(Some records)
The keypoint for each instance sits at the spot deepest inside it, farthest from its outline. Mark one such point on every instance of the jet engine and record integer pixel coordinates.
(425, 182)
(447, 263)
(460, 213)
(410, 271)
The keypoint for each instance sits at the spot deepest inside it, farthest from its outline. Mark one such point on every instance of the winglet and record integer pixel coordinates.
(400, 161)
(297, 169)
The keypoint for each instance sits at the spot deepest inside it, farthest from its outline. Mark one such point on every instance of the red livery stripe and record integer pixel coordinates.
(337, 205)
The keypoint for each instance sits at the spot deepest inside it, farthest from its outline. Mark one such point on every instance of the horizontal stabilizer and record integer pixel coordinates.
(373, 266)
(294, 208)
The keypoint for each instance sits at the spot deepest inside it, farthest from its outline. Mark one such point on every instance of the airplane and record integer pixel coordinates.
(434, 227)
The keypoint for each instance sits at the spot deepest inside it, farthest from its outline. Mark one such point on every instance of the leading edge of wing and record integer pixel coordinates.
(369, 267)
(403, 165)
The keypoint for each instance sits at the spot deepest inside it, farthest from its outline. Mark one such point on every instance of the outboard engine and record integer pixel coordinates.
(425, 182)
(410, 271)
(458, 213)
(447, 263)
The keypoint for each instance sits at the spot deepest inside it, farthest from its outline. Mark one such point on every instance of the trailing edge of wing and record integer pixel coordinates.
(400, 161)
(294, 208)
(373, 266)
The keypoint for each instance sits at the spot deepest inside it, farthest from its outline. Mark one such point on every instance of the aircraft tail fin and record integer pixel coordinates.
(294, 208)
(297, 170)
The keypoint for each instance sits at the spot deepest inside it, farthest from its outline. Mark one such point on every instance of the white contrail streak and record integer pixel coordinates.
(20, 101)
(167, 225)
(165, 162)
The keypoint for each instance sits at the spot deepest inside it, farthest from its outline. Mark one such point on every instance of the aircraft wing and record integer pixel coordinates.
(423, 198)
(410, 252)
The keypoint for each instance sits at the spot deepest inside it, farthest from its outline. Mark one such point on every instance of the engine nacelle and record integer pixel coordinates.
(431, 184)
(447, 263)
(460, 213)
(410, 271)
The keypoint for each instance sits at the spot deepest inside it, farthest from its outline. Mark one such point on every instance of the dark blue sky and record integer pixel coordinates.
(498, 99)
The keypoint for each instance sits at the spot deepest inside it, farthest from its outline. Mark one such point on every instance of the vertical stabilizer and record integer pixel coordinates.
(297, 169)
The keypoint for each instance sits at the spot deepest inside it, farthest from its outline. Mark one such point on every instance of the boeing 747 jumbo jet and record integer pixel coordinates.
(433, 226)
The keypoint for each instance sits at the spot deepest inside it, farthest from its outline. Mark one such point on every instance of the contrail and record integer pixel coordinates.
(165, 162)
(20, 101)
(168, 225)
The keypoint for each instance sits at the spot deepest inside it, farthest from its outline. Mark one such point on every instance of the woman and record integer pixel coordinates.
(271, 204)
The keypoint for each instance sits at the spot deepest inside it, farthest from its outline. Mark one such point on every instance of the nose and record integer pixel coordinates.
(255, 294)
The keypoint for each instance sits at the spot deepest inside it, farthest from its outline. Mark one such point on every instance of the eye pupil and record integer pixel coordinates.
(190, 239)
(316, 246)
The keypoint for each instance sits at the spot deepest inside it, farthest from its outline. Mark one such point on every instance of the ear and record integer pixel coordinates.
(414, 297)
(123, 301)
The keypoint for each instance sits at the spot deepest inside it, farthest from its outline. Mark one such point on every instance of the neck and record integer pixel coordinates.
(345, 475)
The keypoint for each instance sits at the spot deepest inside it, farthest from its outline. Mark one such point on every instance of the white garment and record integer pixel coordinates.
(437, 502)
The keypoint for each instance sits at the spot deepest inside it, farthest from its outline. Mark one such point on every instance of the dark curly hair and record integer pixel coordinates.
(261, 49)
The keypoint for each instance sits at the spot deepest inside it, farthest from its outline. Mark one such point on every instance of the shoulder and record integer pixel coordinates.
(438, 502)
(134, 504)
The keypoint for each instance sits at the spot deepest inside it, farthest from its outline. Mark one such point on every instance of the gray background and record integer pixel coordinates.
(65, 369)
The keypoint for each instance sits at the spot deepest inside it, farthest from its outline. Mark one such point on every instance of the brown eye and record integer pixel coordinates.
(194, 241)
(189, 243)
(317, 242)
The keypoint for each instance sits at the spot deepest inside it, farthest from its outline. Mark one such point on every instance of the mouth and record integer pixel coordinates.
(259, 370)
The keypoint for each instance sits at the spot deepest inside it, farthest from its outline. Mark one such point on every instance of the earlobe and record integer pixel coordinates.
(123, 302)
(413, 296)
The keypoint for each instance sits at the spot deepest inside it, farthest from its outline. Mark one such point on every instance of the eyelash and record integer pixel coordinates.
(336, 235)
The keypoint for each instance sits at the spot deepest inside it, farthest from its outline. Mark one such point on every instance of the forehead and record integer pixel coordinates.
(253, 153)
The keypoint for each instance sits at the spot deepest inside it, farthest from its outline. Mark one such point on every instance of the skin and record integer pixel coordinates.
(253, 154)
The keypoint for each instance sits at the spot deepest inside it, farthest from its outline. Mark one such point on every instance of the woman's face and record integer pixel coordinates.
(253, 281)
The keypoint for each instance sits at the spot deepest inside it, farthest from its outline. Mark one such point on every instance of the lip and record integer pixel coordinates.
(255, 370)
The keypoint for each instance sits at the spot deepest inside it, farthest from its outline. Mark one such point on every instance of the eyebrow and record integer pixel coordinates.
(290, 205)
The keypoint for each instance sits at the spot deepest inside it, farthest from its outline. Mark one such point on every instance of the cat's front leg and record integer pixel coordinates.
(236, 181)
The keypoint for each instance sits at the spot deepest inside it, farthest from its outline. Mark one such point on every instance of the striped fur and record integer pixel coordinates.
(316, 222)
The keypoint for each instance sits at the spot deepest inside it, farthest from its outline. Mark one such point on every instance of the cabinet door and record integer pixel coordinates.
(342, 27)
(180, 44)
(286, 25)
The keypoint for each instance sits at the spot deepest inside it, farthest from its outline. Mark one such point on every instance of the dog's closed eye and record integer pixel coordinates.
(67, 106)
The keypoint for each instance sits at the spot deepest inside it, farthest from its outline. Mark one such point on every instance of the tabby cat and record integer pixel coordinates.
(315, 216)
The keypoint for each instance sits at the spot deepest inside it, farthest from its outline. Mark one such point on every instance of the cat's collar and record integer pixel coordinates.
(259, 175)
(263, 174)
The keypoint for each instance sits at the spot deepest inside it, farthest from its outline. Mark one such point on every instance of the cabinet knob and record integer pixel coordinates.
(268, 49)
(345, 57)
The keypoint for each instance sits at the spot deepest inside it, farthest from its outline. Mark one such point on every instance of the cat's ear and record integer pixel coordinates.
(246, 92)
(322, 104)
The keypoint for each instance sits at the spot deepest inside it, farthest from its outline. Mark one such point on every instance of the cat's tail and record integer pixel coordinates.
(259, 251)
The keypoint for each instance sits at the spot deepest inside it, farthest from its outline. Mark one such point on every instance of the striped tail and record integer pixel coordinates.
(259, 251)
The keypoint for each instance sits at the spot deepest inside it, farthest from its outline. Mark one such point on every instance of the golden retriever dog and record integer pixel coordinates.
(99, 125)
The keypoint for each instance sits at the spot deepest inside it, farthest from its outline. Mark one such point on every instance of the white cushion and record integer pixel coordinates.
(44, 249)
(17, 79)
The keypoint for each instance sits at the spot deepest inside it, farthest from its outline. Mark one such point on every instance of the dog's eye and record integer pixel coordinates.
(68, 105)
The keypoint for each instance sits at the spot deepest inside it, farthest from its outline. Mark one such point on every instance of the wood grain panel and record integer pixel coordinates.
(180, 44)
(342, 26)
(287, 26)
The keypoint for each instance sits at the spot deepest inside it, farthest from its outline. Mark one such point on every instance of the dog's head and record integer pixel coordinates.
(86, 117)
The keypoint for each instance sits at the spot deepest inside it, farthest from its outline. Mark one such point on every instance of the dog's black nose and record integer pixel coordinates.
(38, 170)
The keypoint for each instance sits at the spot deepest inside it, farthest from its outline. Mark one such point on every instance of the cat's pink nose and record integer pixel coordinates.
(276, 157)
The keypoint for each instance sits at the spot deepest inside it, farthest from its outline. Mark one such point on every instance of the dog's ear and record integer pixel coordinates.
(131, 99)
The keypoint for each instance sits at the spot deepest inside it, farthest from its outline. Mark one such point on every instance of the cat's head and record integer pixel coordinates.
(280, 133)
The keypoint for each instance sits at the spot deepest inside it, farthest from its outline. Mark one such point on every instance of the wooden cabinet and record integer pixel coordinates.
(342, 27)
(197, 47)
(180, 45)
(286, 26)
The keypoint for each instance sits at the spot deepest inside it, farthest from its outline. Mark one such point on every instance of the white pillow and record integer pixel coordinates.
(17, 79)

* REQUIREMENT
Beginning at the line that contains "dog's ear and record integer pixel coordinates.", retype each line of the listing up to and including the last one, exactly as it stands, and nothing else.

* SOLVED EXERCISE
The keypoint for each instance sits at the spot deepest inside it, farthest from its outline. Mark one such point on every instance of the dog's ear and record integer pixel coordinates.
(131, 99)
The keypoint for each instance sits at the spot deepest inside it, farthest from its outline. Mark one such point on every instance of the cat's head and record integer pixel coordinates.
(280, 133)
The keypoint for each instance sits at the spot deepest inside it, farthest from its outline. Mark one such point on every instance of the wooden cabinet and record integer pixel coordinates.
(342, 27)
(197, 47)
(180, 45)
(286, 26)
The keypoint for each instance sits at the spot deepest inside it, farthest from its outline. Mark one such point on every instance of the white pillow and record integer pixel coordinates.
(17, 79)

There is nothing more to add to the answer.